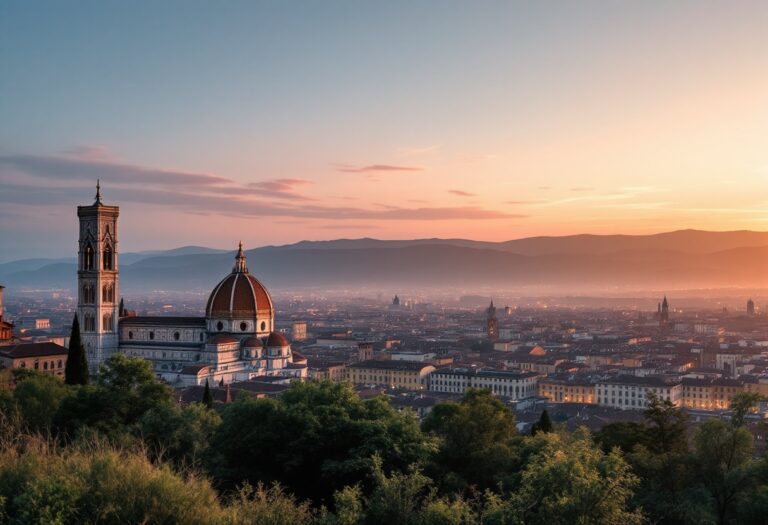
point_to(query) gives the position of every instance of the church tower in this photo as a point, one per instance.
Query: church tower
(664, 313)
(492, 323)
(97, 280)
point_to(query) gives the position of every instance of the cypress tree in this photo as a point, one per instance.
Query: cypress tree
(76, 371)
(207, 395)
(544, 424)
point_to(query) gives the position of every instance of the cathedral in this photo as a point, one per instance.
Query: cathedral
(235, 341)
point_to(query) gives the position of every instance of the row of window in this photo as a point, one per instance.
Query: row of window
(47, 365)
(89, 322)
(88, 293)
(89, 258)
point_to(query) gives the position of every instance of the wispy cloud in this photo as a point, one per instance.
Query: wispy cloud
(376, 168)
(69, 169)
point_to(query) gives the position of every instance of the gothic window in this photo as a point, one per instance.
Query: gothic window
(107, 322)
(88, 257)
(108, 293)
(107, 257)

▶ **Your task**: Copy all of the entries above word for word, leaving the pictures out of your copy.

▶ **Written reply**:
point_to(query) gives the position of every instance of the church tower in this photo as a point, one per instance.
Query: church tower
(664, 313)
(492, 323)
(97, 280)
point_to(query) gives the position of every instance of the cypress tree in this photo as a point, one per instance.
Query: cypress tree
(76, 371)
(207, 395)
(544, 424)
point_to(query) gives the position of every instance of the cathedral in this photo as a point, one per instance.
Query: cathedral
(235, 341)
point_to(query) gives the position of every instance of the row of window in this photo as a point, one per instance.
Query: row of window
(47, 365)
(89, 322)
(88, 293)
(89, 258)
point_to(query) gives the position of every instance of the wispy cloud in this photo as a point, one per instance.
Query: wispy cloud
(376, 168)
(69, 169)
point_to(query) gives the position of every instance of the gothic window in this photo as a point, one per instance.
Query: gothic window
(107, 322)
(88, 257)
(108, 293)
(107, 257)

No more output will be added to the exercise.